Reproduza todas as linhas abaixo sem alterar nada.
── Dados registrados
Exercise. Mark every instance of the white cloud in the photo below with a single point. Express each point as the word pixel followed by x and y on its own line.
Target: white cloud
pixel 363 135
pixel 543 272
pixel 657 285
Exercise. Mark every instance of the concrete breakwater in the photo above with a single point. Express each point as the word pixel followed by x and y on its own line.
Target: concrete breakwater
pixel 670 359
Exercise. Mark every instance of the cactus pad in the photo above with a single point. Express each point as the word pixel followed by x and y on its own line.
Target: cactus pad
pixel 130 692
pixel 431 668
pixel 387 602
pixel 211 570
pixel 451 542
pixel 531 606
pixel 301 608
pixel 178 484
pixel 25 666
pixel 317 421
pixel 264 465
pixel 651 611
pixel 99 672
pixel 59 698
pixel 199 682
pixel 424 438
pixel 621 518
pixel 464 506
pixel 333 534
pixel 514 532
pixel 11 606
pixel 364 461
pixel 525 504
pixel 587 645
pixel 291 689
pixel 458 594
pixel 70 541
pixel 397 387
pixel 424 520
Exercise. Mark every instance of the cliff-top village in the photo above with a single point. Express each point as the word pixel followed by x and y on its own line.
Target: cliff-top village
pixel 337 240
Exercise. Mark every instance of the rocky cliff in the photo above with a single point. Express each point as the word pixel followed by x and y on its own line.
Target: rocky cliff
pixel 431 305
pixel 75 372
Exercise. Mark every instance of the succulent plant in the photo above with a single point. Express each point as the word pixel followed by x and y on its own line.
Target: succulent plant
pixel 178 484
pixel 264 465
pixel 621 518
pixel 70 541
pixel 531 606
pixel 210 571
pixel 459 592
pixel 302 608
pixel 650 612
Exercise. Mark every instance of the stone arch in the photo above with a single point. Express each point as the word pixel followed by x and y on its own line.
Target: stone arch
────
### Resultado final
Exercise. Mark every instance of the white cloud in the photo below with a single point. Express each point as the word pixel followed by x and y on its own line.
Target: white cloud
pixel 363 135
pixel 543 272
pixel 657 285
Exercise. Mark every instance of the concrete breakwater in the photo above with a single point. Express each point as the word pixel followed by x and y on its own line.
Target: concrete breakwater
pixel 670 359
Exercise. Mark every instance of the cactus pad in the photo above with a single point. Express each point as the word pixel followed by x and y on its own line.
Target: cactus pad
pixel 130 692
pixel 431 668
pixel 387 602
pixel 211 570
pixel 451 542
pixel 531 606
pixel 301 608
pixel 178 484
pixel 25 666
pixel 317 421
pixel 264 465
pixel 651 611
pixel 99 672
pixel 59 698
pixel 199 682
pixel 424 438
pixel 621 518
pixel 464 506
pixel 333 534
pixel 514 532
pixel 11 606
pixel 364 461
pixel 525 504
pixel 587 645
pixel 291 689
pixel 458 594
pixel 70 541
pixel 397 387
pixel 424 520
Exercise. Mark every instance of the cliff-top village in the photo above with a single point. Express each point as the word pixel followed by x and y on its own line.
Target: cliff-top village
pixel 337 240
Exercise. Mark every instance of the rocky cliff in the photo above with a single point. Express each point as the word pixel followed by x and y on its own line.
Target: rocky cliff
pixel 431 305
pixel 75 372
Exercise. Mark every instance of the succulent plant in the photo above with a single point. Express each point as the word pixel followed by x and y on its own line.
Target: succulent plant
pixel 178 484
pixel 264 465
pixel 621 518
pixel 70 541
pixel 531 606
pixel 210 571
pixel 459 592
pixel 302 608
pixel 650 612
Exercise. Mark every instance of the stone arch in the photo above with a single point. Express each point as the word pixel followed by x and y on its own line.
Target: stone arch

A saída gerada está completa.